# SEZIONE DEL TESTO
........
Venta Protesix + Deprivation + Sn. Dpt, Hangar 211, Lonate Pozzolo, 10.01.2025.

Giunti a Lonate Pozzolo, probabilmente nella pizzeria più amena della provincia Varesina ci rendiamo conto di quanto sia bello condividere uscite, passioni ed ossessioni comuni. Certo, il terzetto di stasera è composto da Attila Folklor (Mevda, Mulo Muto ed Insomnia Isterica), dall’uomo Luce Sia ed Icydawn Sacha Rovelli e dal sottoscritto, ma seguitemi. Hangar 121, birra Castello ed un terzetto Noise d’eccezione, SN.DPT, Deprivation e Venta Protesix.

Il primo modula frequenze di fischi con la movenza di un asceta indefesso, braccia a brandire un distorsore e sguardo concentrato, suoni pieni e puliti, fischi e macerie con una coesione ed in efficacia che appaga. Siamo distanti dal suo solito operare come sodale de La Furnasetta, ma anche questo progetto è di caratura importante, lavorando su mole in maniera ambivalente, di volume e di raschio in maniera sostanziosa. Masse dinamiche che si spostano lentamente in maniera inesorabile, fino a riempire di tossine e di scarto l’ambiente al loro passaggio, per un ascolto rinfrescante e coinvolgente.

Mauro Sciaccaluga se la gioca invece più sporca, con suoni ferini e caustici, proiezioni di Sex Android, un filmaccio con brutture sfigurate e frustate a donne seminude e la sensazione di noise music come dolore e fastidio ben piantata in testa. Deprivation fa male, esplicita il brutto e la tortura in maniera forse anche classica ma, cazzo, assolutamente funzionante. Le urla si perdono nel suono ottenebrato, in un gorgo che ferisce e lacera stomaco ed orecchio e le sevizie ed il rapporto morboso fra malcapitata e mostro aggiunge pepe al marasma. Il suono si trasforma, creando una sorta di gracidante rapsodia squarciata, che il nostro martoria sapientemente, con mestiere e presenza scenica. La sensazione è quella dei una performance sincera e di puro cuore dove l’impossibilità di comprendere qualunque parola o verso ci impone di spegnere il cervello e di accogliere con stomaco e corpo questo passaggio quasi fisico di input.

Venta Protesix processa glitchcore in maniera assurda con la verve di un impiegato al catasto, mascherina in volto e frequenze basse che partono random facendo vibrare le prime file della sala, piena ed attenta. Sembra di assistere allo stupro di una partita di Wolfied, tifando per il virus che sta creando lo sfacelo ed aspettando i momenti più “pop”, quali le catene ritmiche del jackpot che riescono a fagocitare il riflesso pavloviano di vincita di tutti noi. La tensione fra l’opera e l’operante è il pezzo d’interesse della performance di Italo Belladonna con una placida concentrazione smossa unicamente dall’abbandono della seduta per poggiare un ginocchio a terra mentre subissa di violenza sonora la platea. In questo caso il discorso affrontato poco prima rispetto all’esibizione live con computer (che il sottoscritto rileva come fredda e difficilmente consistente dal punto di vista della performance) va a cadere, giocando il musicista proprio su questa sottile linea, rimanendo impassibile e freddo mentre scatena l’inferno digitale.
Intrigante cogliere differenze e visioni in un marasma sonoro finemente cesellato, nel quale gli autori si muovono con personalità brillante.
Plauso ad Hangar 121 ed a Deeptroath Records per la curatela, il coraggio ed il buon gusto. Per noi un’ottima occasione di dare viso ai nomi (presenti Marco Giorcelli ed Enrico Marchegiani dei Blocco Nero, stringere mani e conoscere e riconoscere parti di quell’insieme di spostati che sono gli estimatori del genere.
........
# DATI DA ESAMINARE
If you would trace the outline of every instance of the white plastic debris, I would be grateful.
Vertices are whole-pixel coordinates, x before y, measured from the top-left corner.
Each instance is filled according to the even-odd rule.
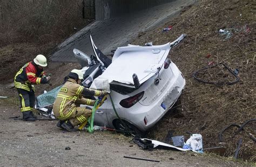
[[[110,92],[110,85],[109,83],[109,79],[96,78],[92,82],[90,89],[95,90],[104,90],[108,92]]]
........
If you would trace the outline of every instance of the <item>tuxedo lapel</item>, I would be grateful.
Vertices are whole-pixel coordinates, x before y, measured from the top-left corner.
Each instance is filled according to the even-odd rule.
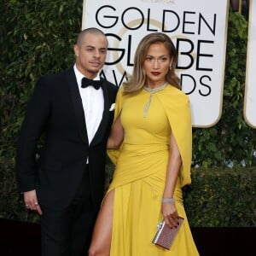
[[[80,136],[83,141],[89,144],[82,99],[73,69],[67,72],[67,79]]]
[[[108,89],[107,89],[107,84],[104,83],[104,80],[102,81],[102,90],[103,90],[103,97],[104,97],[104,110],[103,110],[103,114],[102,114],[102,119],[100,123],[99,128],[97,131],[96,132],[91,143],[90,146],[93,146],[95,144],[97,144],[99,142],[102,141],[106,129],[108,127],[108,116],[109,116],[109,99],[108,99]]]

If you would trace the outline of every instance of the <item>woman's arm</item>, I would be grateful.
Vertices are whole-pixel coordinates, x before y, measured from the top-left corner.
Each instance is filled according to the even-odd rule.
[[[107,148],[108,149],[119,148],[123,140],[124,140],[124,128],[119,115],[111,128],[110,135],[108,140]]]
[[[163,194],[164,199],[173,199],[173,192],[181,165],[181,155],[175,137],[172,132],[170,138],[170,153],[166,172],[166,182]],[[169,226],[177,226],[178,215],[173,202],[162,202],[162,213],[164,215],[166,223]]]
........
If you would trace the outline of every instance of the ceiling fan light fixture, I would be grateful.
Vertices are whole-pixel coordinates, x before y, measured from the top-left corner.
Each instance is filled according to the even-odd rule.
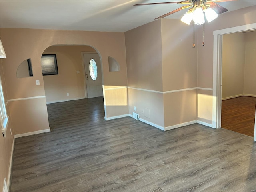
........
# DOMANDE
1/ Di' se queste frasi sono d'accordo con la recensione, rispondendo sì o no e citando le parole decisive: (a) durante l'esibizione di Mauro Sciaccaluga veniva proiettato Sex Android; (b) Venta Protesix suonava senza mascherina; (c) l'autore fa i complimenti a Deeptroath Records.
2/ Secondo la recensione, che cosa fa Italo Belladonna quando lascia la sedia?
3/ Trascrivi senza cambiamenti il passo della recensione tra "Venta Protesix +" e "e Venta Protesix.", estremi inclusi.
L'elenco non ha alcun ruolo in questo lavoro.

# SOLUZIONI DEGLI ESERCIZI
1/
(a) Sì: "proiezioni di Sex Android"
(b) No: "mascherina in volto"
(c) Sì: "Plauso ad Hangar 121 ed a Deeptroath Records per la curatela"

2/ Poggia un ginocchio a terra.

3/
Venta Protesix + Deprivation + Sn. Dpt, Hangar 211, Lonate Pozzolo, 10.01.2025.

Giunti a Lonate Pozzolo, probabilmente nella pizzeria più amena della provincia Varesina ci rendiamo conto di quanto sia bello condividere uscite, passioni ed ossessioni comuni. Certo, il terzetto di stasera è composto da Attila Folklor (Mevda, Mulo Muto ed Insomnia Isterica), dall’uomo Luce Sia ed Icydawn Sacha Rovelli e dal sottoscritto, ma seguitemi. Hangar 121, birra Castello ed un terzetto Noise d’eccezione, SN.DPT, Deprivation e Venta Protesix.